La posibilidad de que una realidad de carácter universal, como los derechos humanos, se transforme en un instrumento de clase, es decir, que devenga en un simple medio de defensa de intereses particulares, no es patrimonio del pasado. También hoy puede suceder algo semejante. ¿Cuál podría ser en la actualidad esa clase privilegiada? Más que una clase, se trata de una categoría que ha adquirido enorme valor en las últimas décadas, la de víctima.

Así las cosas, buena parte de la acción política de muchos grupos en nuestro país consiste hoy en una lucha por situarse en esa privilegiada condición de víctima, porque quien logre instalarse en ella se hará acreedor de un estatuto muy particular.

No pretendo negar que haya víctimas. Por desgracia, abundan en nuestro tiempo, como en toda la historia humana. Pero habría que ser bastante ingenuo para ignorar que aquí se aplica la vieja idea de que “no están todos los que son, ni son todos las que están”. Muchas víctimas han quedado fuera de esta embarcación y, en cambio, se han subido a ella personas que, en principio, no tendrían por qué estar allí. Más bien, se han autoasignado esa categoría.

La preocupación por las víctimas tiene un aspecto muy positivo y habla bien de nuestro tiempo. No me imagino a Julio César, Atila o Napoleón angustiados por las personas perjudicadas por sus actos, o desvelados por el destino de los grupos maltratados en sus respectivas sociedades. Sin embargo, no todo es tan bueno como parece, al menos por dos razones que tienen consecuencias en el modo en que entendemos la protección de los derechos humanos.

La primera dificultad que conlleva esta centralidad de la noción de víctima es que presenciamos una lucha a codazos para situarse en esa condición tan particular. Y en esa pugna, la víctima más fuerte deja de lado a la más débil. ¿O piensa alguien que los niños vulnerables, los ancianos y las madres solteras que sufren injusticias, o los mismos no nacidos, tienen alguna posibilidad de quedar en un lugar preponderante en cualquier política chilena de protección de los derechos humanos? Ellos no tienen mayor peso frente a otros grupos que gritan más fuerte, hacen funas y ocupan establecimientos educacionales por la fuerza. Se dice que todos tenemos derechos humanos, pero parece que algunos poseen más que otros.

Además, existe un problema adicional. La condición humana nos lleva a que, cuando nos sentimos —con o sin razón— víctimas de una grave injusticia, fácilmente, nos volvamos insensibles no solo a las injusticias que padecen otros, sino a las que nosotros mismos provocamos.

Tareas asignadas:
A. Copia del texto sobre la condición de víctima todo lo que va desde "No pretendo negar" hasta "los derechos humanos.", sin alterar nada.
B. En el texto sobre la condición de víctima, ¿qué tres figuras históricas se mencionan como personas a las que no se imagina angustiadas por quienes sufrieron sus actos?
C. Continúa, por favor, el texto sobre la condición de víctima a partir del punto en que se detiene.
Las líneas no cumplen ninguna función en esto.

Sección de datos:
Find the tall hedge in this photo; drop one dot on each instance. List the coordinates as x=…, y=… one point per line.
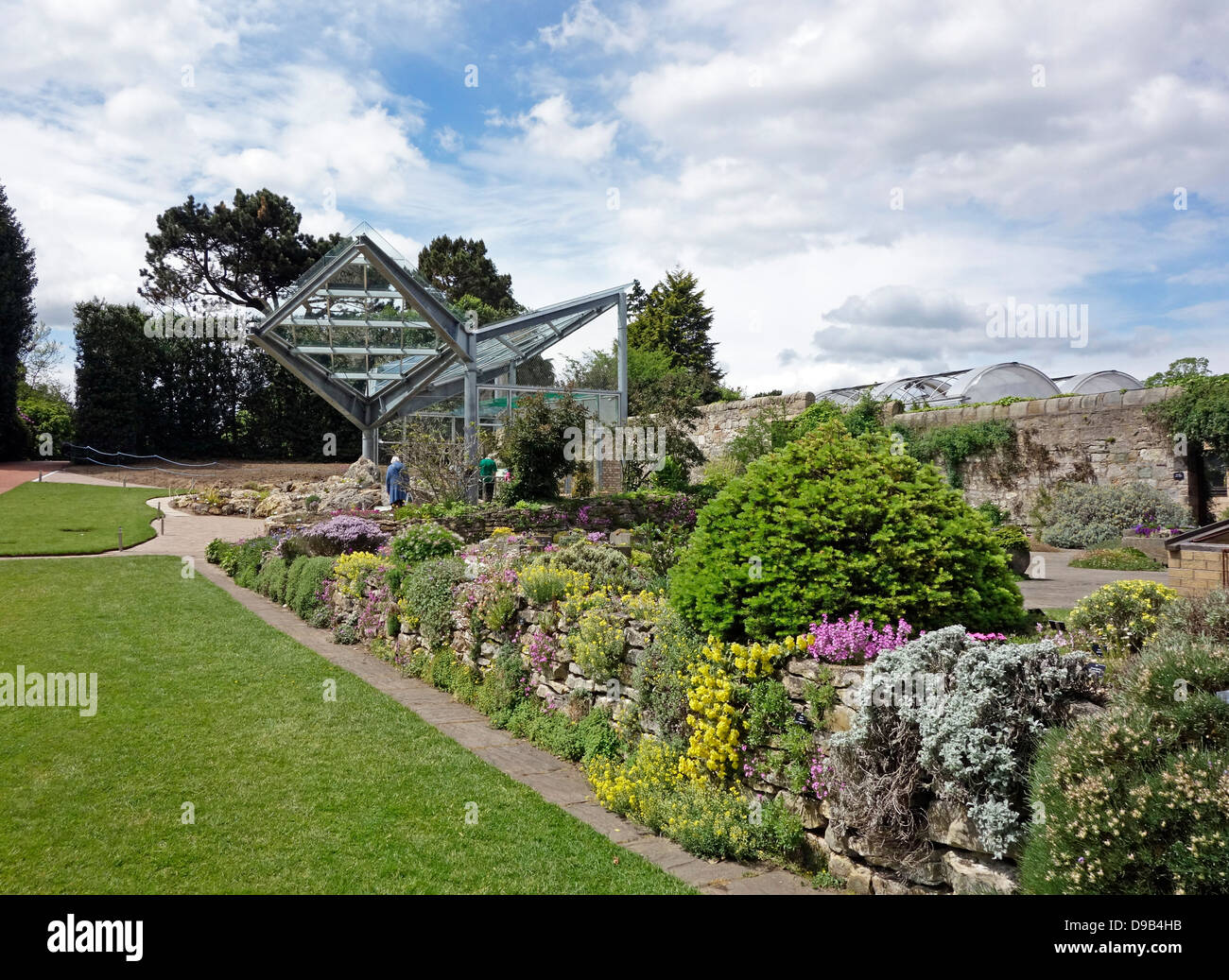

Resultados por tarea:
A.
No pretendo negar que haya víctimas. Por desgracia, abundan en nuestro tiempo, como en toda la historia humana. Pero habría que ser bastante ingenuo para ignorar que aquí se aplica la vieja idea de que “no están todos los que son, ni son todos las que están”. Muchas víctimas han quedado fuera de esta embarcación y, en cambio, se han subido a ella personas que, en principio, no tendrían por qué estar allí. Más bien, se han autoasignado esa categoría.

La preocupación por las víctimas tiene un aspecto muy positivo y habla bien de nuestro tiempo. No me imagino a Julio César, Atila o Napoleón angustiados por las personas perjudicadas por sus actos, o desvelados por el destino de los grupos maltratados en sus respectivas sociedades. Sin embargo, no todo es tan bueno como parece, al menos por dos razones que tienen consecuencias en el modo en que entendemos la protección de los derechos humanos.

B. Julio César, Atila y Napoleón.

C.
Es triste decirlo, pero la frontera entre víctima y victimario es bastante más permeable de lo que podría parecer a primera vista. El caso más chocante está dado por los hutus, en Ruanda (1994). Durante años se sintieron oprimidos y discriminados por los tutsis, lo que trajo como consecuencia que, de un momento para otro, se sintieran facultados para sacar sus machetes y matar a cientos de miles de tutsis sin sufrir, según parece, el más mínimo cargo de conciencia.

Una situación semejante es peligrosísima y no hace falta ir a África para constatarla. Con mayor o menor intensidad, esto les puede suceder a vascos, irlandeses, palestinos, judíos, católicos, homosexuales, mujeres, mapuches, activistas provida o a cualquier otro grupo humano que haya sido víctima de la injusticia en algún momento de su historia.

Gran parte de la violencia que presenciamos en nuestro país tiene que ver precisamente con que, por el hecho de ser o haber sido víctima, uno puede situarse por encima del bien y el mal. Así, está facultado para destruir, acusar sin debido proceso e impedir a los demás la práctica de sus actividades ordinarias. En este contexto, cualquier intento de mantener una mínima normalidad es visto como una forma de cohonestar un estado de cosas injusto, porque la víctima, constituida en juez y parte, así lo ha determinado.

Las consecuencias de esta situación en el campo de los derechos humanos son particularmente perniciosas. Ellos, que por definición son universales, se transforman en privilegios de grupo; si defendían al débil, por este expediente pueden transformarse en un arma al servicio de los fuertes. Este fenómeno es pura y simple corrupción, y si no se corrige, una de sus consecuencias será que, tarde o temprano, todos correremos el riesgo de convertirnos en victimarios. (El Mercurio)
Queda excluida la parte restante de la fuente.